- Task details
When a line below contains the string "light", show that line.

-- Records to process follows --

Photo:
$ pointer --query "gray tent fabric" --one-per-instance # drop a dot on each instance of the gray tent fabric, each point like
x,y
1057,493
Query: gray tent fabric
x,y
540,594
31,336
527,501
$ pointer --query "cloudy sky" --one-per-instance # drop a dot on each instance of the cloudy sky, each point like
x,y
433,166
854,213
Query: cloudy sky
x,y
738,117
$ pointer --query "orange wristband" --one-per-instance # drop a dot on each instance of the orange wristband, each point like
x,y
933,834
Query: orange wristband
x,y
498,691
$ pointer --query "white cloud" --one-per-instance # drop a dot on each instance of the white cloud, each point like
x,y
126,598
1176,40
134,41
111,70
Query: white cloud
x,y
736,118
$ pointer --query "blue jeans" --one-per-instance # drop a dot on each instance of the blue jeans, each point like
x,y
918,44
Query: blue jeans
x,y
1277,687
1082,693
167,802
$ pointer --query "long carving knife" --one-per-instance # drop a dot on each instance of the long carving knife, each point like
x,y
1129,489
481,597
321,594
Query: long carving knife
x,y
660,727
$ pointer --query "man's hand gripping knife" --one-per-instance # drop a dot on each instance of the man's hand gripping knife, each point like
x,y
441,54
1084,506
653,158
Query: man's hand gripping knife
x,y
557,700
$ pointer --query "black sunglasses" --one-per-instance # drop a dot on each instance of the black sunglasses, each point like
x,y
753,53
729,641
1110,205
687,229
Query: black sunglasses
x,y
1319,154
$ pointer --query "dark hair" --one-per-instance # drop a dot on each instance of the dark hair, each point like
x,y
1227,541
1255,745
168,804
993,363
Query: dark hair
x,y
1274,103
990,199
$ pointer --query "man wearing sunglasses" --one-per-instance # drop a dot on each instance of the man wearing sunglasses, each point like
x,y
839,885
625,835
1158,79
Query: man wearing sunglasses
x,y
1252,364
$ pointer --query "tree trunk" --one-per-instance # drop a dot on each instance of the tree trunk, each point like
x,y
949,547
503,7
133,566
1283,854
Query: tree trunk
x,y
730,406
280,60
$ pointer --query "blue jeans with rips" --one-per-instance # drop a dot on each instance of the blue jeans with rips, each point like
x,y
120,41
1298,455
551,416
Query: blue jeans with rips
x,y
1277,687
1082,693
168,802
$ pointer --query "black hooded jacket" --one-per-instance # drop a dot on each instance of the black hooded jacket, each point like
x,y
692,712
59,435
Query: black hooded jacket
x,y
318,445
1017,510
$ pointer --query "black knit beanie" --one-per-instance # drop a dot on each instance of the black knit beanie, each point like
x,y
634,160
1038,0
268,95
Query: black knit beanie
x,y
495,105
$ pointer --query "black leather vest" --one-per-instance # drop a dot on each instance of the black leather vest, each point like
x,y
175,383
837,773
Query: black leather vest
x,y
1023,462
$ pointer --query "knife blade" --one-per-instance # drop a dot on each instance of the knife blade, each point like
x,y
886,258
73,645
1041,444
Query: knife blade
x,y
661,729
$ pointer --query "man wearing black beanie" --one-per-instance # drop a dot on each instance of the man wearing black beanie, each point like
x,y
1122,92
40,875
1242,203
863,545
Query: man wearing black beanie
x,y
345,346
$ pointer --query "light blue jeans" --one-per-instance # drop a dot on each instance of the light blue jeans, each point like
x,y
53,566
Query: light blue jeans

-- Records to process concluded --

- Solution to the exercise
$ pointer --query "light blue jeans" --one-per-instance # drop a dot on each instance of the light blue jeans, each point like
Query: light blue jeans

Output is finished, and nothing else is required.